**Activity**
Locate every line below that contains the word "negative", and copy each of those lines in full. Case counts.
Source information Start Marker
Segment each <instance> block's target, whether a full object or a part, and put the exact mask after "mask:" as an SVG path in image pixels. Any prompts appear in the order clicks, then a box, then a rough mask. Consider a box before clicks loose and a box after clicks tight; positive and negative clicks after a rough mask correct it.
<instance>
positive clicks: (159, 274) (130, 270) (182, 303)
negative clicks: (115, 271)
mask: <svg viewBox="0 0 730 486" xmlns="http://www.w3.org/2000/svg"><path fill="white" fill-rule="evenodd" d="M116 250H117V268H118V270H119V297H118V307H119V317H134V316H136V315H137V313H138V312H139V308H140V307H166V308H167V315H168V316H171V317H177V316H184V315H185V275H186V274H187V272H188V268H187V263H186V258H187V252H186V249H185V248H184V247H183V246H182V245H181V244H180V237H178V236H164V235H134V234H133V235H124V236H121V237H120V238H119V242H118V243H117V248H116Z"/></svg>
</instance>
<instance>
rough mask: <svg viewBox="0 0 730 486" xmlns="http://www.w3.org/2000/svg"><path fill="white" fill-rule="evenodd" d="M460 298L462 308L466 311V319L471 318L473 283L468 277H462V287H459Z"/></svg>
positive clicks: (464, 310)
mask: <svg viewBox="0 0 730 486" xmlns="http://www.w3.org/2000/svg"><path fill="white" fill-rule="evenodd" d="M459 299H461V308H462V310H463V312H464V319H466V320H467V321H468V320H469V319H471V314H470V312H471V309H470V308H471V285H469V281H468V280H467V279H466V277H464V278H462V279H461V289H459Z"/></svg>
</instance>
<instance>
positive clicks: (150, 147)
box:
Source information End Marker
**Written answer**
Segment each <instance> block's target, whether a full object or a part, and put the exact mask after "mask:" as an SVG path in image pixels. Any prompts appear in the order clicks, then a box, then a rough mask. Consider a box before clicks loose and a box after clicks tight; positive and negative clicks after a rough mask correct it.
negative clicks: (115, 271)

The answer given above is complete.